= WORK TO DO =
In the article on why we need a new generation of mentors, where did Mary go as soon as Gabriel gave her the news?

= EXCERPTED PASSAGE =
↓
Why We Need a New Generation of Mentors

The moment Mary learned from the angel Gabriel that she would become pregnant through the Holy Spirit’s power, surely her mind raced around the first-century world and back with a million questions and fears. Her life would never be the same. She worried how Joseph would react. She dreaded when people would realize she was pregnant before marriage. Most perplexing of all, she wondered how the baby inside her womb could be the Son of God who would one day rule over a never-ending kingdom. 

As soon as Gabriel delivered this jaw-dropping news, Mary quickly left Nazareth to visit her older cousin Elizabeth. Although an expectant mother for the first time herself, with questions of her own, Elizabeth inspired courage and faith in her teenage relative when she said, “Blessed is she who has believed that the Lord would fulfill what he has spoken to her!” (Luke 1:45).

Thousands of years later, women have the same needs. They long for a mature woman to walk alongside them—one who is willing to speak the truth, to pray, to weep when they weep, and to rejoice when they rejoice. 

In the church today, who will . . . 

Put an arm around the single mother and love her children? 
Notice the missing woman living in self-imposed isolation? 
See the teen who is questioning whether God is real? 
Pray with the empty-nester who is lacking direction and purpose? 
Cry with a grief-stricken widow? 
Teach the new Christian how to be a godly woman?

Without a mentor, a young woman may be likely to Google her questions about what it means to honor God in her singleness or how to be a Proverbs 31 wife. She can access social media to find sources for learning to pray and read the Bible. While those resources may be helpful, they can only go so far. Even worse, the wrong resources can dangerously mislead. 

So why aren’t more women willing to step up to meet this need? 

Some are too busy with their own lives. Some fill up on Bible studies and podcasts while never finding time to pour into someone else. Others prefer to invest in a public platform instead of a quiet ministry that doesn’t get likes and shares. Some feel inadequate and believe they are disqualified by their past failures. Some don’t know how to get started or don’t understand that mentoring is a gospel-adorning lifestyle (Titus 2:3–5). I admit I’ve also been guilty of not prioritizing mentoring, but I believe this error can be corrected. It must be corrected “so that God’s word will not be slandered” (Titus 2:5).

5 Reasons Why We Need a New Generation of Mentors

1. Women are settling for survival instead of revival.
↑
= DATA LINES =
↓
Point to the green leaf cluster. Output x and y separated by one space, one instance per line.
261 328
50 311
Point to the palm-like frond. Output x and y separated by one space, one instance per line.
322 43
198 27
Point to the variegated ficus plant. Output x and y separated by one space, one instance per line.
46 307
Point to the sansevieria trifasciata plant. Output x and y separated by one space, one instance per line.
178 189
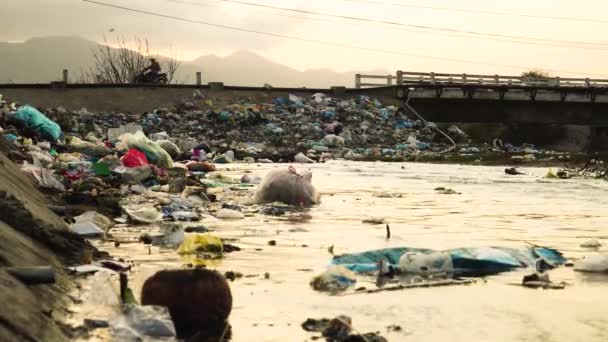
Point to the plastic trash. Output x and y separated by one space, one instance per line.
302 159
154 153
134 158
597 263
333 140
88 148
145 213
158 136
43 176
30 118
473 261
287 186
229 214
251 179
115 133
336 278
91 223
143 323
134 174
197 242
171 148
426 264
200 166
593 243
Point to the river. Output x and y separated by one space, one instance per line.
491 209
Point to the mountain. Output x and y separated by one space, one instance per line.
40 60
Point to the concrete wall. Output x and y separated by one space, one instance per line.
566 125
142 99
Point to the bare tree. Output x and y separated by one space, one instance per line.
122 61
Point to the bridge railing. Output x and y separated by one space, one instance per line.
408 78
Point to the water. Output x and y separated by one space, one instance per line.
491 209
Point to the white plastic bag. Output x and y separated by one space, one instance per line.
426 264
287 186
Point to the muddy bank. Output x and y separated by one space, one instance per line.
31 235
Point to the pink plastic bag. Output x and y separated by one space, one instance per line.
134 158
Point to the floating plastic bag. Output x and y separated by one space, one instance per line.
592 263
134 158
143 323
336 278
196 242
426 264
302 159
154 152
167 145
145 213
30 118
229 214
332 140
287 186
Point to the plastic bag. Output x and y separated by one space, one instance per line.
336 278
92 149
134 158
426 264
145 213
287 186
173 150
302 159
30 118
154 152
196 242
332 140
229 214
592 263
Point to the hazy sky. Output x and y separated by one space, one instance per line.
410 49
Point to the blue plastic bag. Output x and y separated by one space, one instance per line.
31 118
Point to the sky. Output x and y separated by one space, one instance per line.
349 45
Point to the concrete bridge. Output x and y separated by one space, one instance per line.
569 113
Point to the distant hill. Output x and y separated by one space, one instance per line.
40 60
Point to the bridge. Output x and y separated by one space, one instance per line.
568 113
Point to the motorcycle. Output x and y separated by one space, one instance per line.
143 77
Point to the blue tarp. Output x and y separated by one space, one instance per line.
473 261
31 118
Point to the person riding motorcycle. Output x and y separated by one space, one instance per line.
153 70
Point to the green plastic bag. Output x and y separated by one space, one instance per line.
31 118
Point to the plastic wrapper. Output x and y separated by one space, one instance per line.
30 118
287 186
196 242
154 152
134 158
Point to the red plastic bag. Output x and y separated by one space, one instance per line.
134 158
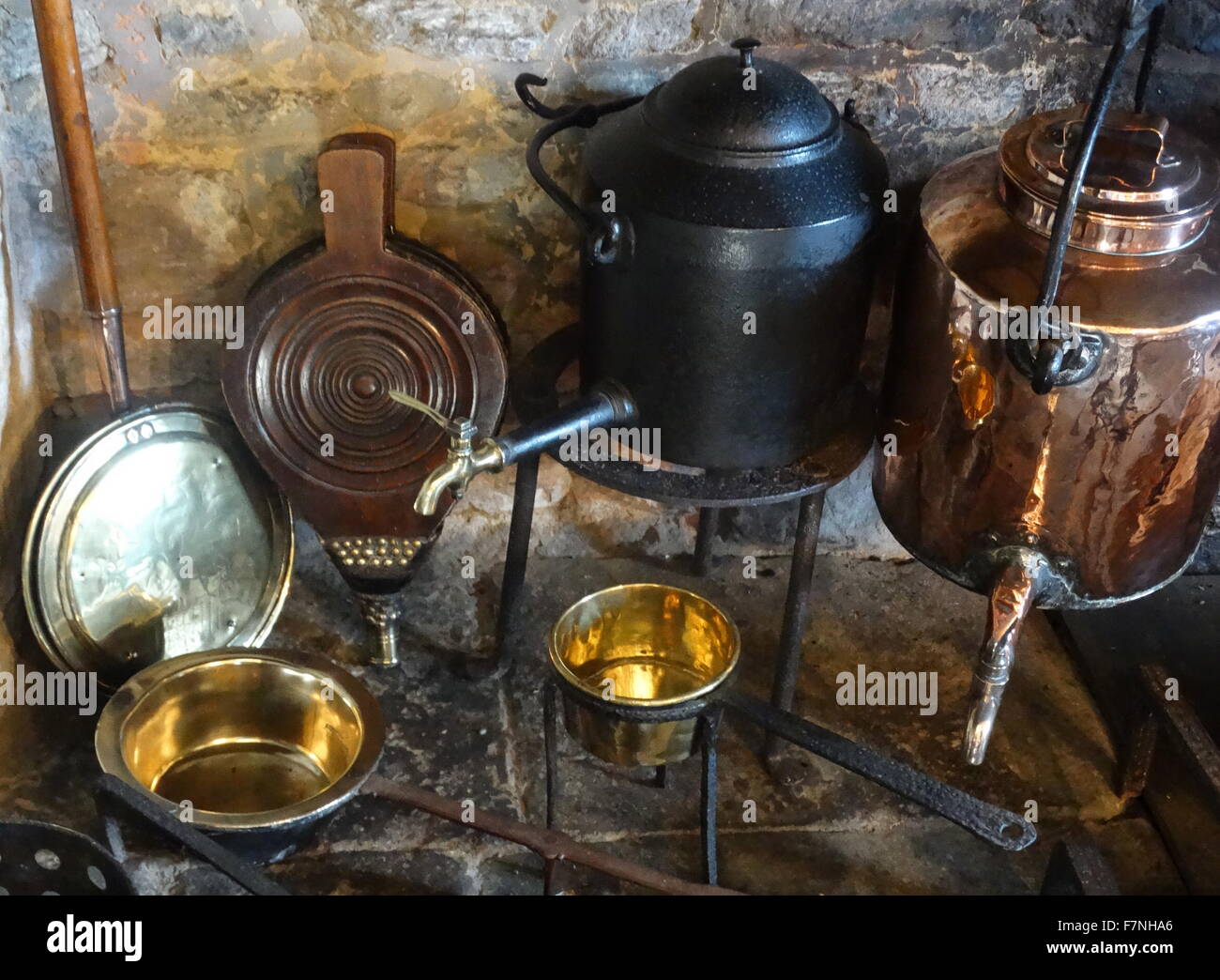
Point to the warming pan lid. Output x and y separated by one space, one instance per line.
159 536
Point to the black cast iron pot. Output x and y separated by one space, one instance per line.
730 220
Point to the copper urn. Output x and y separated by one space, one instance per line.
1060 456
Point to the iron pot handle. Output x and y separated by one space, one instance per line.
604 233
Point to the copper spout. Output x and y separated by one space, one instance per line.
1012 597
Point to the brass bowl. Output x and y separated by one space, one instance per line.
252 740
635 666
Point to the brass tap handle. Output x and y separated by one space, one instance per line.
455 427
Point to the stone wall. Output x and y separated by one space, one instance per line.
210 114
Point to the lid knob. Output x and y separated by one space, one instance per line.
747 45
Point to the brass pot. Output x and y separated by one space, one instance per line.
256 743
635 666
1094 488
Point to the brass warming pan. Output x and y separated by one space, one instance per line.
259 743
1075 468
159 535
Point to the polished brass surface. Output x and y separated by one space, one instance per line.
159 536
249 739
639 646
1103 484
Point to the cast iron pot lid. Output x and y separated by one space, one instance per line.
159 536
740 105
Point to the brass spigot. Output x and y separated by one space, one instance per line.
466 458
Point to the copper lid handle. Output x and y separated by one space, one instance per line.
1053 355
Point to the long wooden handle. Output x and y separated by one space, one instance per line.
78 170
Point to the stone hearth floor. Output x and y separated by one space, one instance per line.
832 834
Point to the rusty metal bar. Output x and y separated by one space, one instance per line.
549 845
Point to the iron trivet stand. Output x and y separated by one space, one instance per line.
535 394
806 480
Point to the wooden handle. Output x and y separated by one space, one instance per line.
78 170
358 170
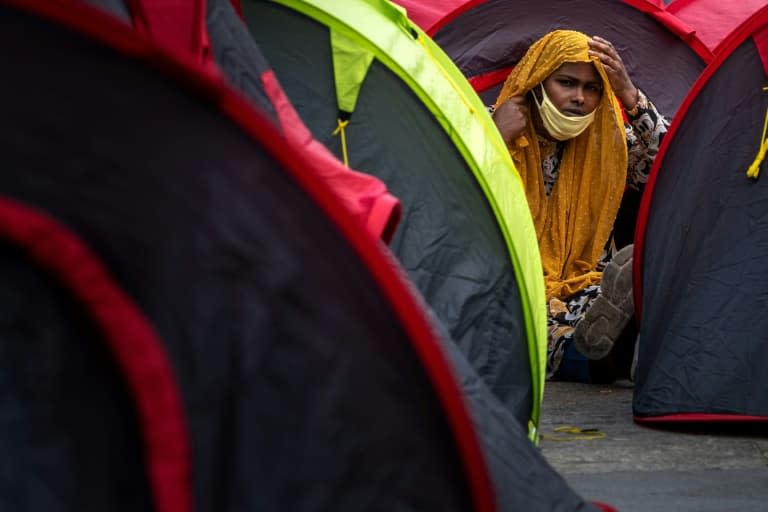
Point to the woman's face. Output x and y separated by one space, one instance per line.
574 88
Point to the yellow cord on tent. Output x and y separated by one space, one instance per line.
340 132
571 433
754 170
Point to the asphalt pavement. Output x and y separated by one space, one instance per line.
589 437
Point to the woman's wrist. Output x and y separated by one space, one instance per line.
632 102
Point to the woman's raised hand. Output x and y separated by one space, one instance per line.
614 67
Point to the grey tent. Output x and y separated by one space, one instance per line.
702 239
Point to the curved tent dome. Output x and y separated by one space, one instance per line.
466 237
701 243
486 39
190 320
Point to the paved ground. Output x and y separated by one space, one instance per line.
637 468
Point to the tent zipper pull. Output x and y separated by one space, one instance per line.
754 169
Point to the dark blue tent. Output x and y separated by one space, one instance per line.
702 241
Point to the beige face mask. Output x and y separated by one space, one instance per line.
560 126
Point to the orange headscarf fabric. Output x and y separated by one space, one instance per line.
574 223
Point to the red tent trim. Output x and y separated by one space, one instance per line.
131 339
104 27
675 25
751 26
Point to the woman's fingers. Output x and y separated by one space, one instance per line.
614 68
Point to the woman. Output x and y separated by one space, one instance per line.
560 115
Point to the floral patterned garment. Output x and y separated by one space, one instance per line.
645 130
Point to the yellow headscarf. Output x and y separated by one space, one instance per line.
572 224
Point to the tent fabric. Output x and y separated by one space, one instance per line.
244 65
713 20
175 24
489 37
699 278
28 236
466 238
223 38
292 339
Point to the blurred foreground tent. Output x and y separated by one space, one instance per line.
375 89
192 321
486 38
702 242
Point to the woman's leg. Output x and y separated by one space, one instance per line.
564 362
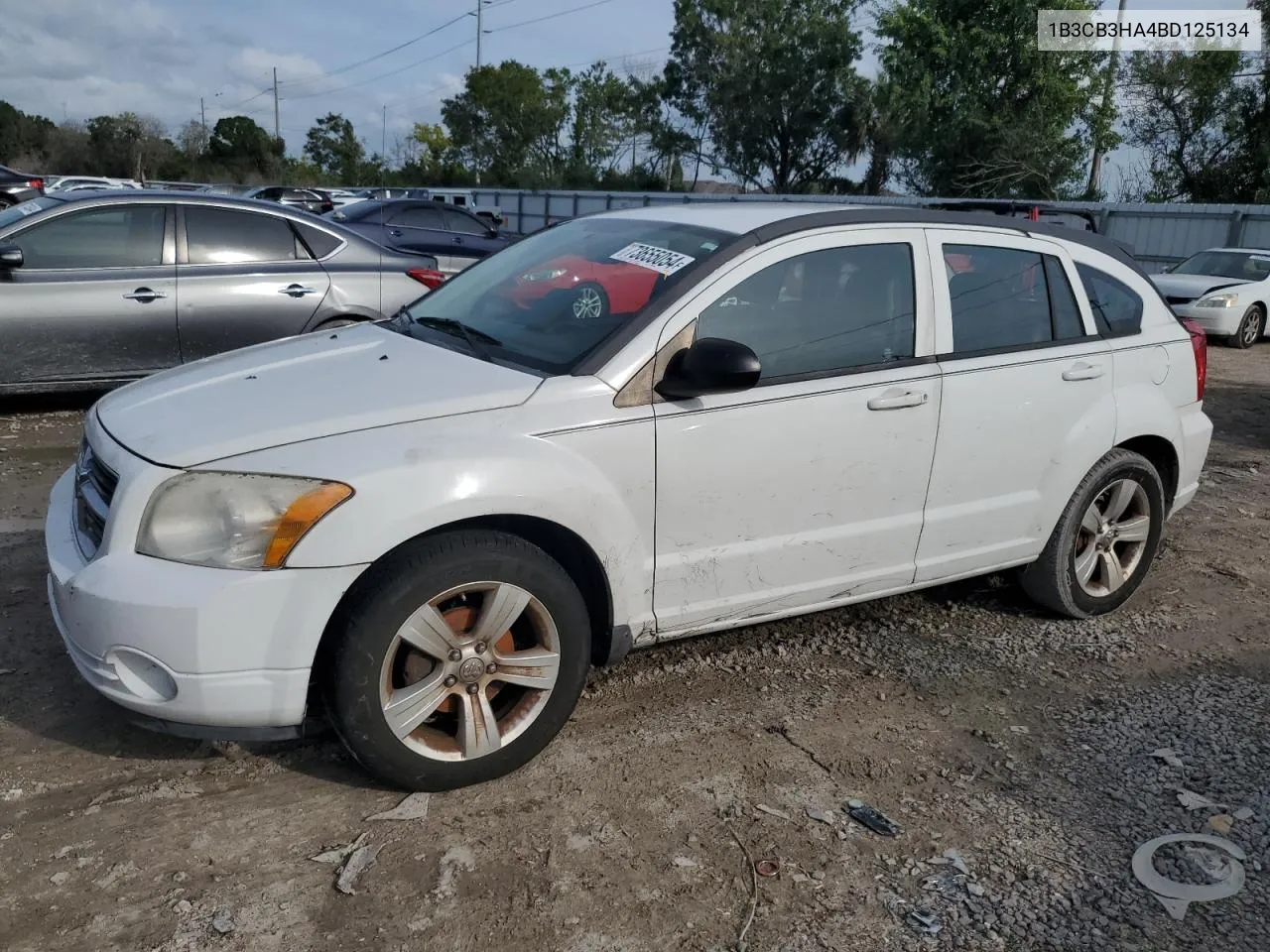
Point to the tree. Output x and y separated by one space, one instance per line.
22 136
128 145
244 149
509 122
333 146
775 84
1187 112
975 108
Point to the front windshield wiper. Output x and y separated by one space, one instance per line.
475 339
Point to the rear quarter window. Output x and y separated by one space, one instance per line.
1116 307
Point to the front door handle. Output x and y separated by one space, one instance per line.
1083 371
897 399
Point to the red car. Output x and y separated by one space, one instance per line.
597 289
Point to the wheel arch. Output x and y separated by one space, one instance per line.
608 643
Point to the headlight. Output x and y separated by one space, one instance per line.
234 521
549 275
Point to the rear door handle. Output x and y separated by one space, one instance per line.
1083 371
145 296
897 399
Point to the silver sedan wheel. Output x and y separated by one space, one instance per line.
1112 537
470 670
588 303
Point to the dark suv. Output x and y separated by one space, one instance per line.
18 186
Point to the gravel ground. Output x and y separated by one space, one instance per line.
1014 751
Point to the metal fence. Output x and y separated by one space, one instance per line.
1159 234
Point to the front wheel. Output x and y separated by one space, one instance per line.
1105 540
458 660
589 302
1251 329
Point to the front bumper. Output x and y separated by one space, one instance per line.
1215 321
182 644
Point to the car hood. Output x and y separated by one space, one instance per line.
286 391
1192 285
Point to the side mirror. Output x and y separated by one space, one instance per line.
710 366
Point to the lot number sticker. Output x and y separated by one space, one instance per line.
658 259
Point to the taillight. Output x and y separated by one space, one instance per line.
1199 345
430 278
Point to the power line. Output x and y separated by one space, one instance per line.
552 16
382 75
380 56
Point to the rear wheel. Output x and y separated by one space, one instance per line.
1105 540
1251 329
458 660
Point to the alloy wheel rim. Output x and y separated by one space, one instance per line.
587 304
1112 538
470 670
1252 327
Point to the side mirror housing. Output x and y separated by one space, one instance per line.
708 366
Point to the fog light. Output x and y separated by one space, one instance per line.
141 674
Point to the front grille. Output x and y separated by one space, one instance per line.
94 489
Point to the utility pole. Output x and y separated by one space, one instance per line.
1106 109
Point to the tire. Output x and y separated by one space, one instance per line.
589 301
1055 579
1251 329
457 578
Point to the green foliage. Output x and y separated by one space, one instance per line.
333 146
774 84
974 108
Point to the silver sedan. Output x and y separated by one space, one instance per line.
102 287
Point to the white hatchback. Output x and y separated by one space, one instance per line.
625 429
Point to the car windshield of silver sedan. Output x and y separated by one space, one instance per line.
1241 266
548 301
24 209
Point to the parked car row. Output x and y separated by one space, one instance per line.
102 287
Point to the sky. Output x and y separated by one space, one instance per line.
77 59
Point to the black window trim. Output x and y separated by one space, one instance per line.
167 253
300 245
852 368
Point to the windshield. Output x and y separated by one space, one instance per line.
24 209
1241 266
548 301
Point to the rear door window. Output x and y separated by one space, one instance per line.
1007 298
116 236
229 236
1116 307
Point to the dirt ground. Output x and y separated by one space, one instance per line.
975 722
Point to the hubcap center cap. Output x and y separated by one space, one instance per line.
471 670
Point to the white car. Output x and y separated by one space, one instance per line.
439 524
1223 290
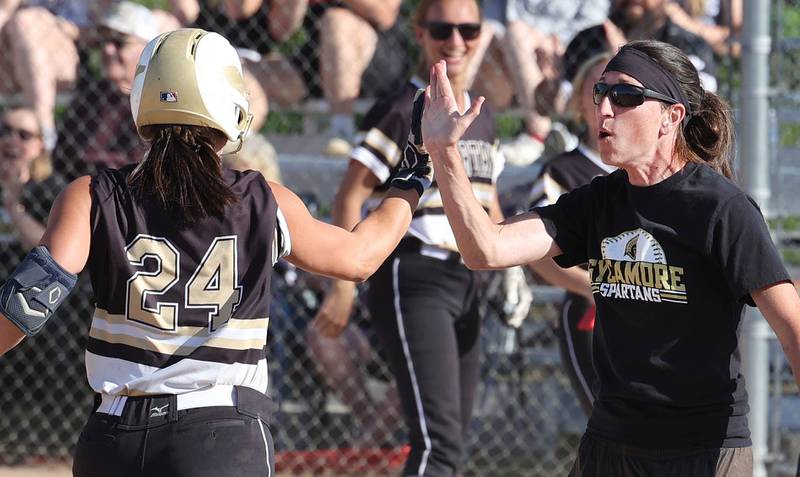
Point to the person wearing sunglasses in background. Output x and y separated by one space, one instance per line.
26 179
95 129
422 301
675 250
559 175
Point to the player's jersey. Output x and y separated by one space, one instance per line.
180 308
386 129
566 172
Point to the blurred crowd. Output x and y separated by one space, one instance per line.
67 67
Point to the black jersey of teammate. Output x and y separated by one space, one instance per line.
671 267
592 41
391 118
157 283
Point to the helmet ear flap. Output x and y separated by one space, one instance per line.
191 77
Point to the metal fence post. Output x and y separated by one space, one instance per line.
754 154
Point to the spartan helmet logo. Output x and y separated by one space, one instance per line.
635 245
630 248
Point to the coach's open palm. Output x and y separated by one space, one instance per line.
442 124
415 170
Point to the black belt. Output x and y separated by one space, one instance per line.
415 245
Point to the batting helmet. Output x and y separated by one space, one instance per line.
191 76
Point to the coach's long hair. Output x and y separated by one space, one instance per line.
708 137
183 172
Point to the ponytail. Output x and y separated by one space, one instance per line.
709 135
182 172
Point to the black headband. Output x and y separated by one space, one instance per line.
639 65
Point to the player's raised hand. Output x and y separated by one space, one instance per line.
442 124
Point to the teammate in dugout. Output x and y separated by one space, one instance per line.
423 301
180 250
675 250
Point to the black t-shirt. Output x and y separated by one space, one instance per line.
671 266
251 32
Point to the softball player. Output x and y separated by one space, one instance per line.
423 300
675 250
179 251
561 174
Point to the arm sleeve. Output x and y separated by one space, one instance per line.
281 241
567 222
741 243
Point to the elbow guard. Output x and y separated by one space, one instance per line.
35 290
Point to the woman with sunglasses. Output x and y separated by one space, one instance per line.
675 250
26 180
423 301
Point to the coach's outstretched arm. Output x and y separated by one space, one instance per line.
483 244
45 277
780 305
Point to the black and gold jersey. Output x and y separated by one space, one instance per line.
386 128
180 307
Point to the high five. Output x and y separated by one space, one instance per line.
675 249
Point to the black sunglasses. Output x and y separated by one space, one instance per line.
626 95
442 30
24 134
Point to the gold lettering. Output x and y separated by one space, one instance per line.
618 275
646 274
592 270
676 275
662 276
605 268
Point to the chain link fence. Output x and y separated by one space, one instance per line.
526 420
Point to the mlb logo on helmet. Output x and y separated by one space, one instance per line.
169 97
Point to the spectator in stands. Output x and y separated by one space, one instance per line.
255 28
97 131
716 21
356 47
28 185
423 301
40 56
638 20
256 154
343 361
529 37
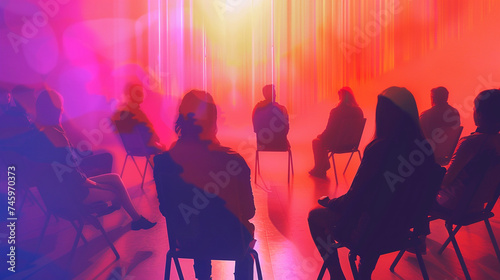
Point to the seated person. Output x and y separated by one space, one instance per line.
346 111
59 171
378 182
485 140
13 119
204 190
270 122
441 115
129 118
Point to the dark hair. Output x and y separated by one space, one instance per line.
346 97
487 108
197 107
439 95
269 92
397 116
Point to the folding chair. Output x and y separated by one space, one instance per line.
346 140
443 151
271 128
61 206
135 147
381 237
462 216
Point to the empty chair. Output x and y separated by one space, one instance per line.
346 140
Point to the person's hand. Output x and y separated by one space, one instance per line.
323 201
↑
= TASK RESULT =
She left Nazareth to visit her older cousin Elizabeth.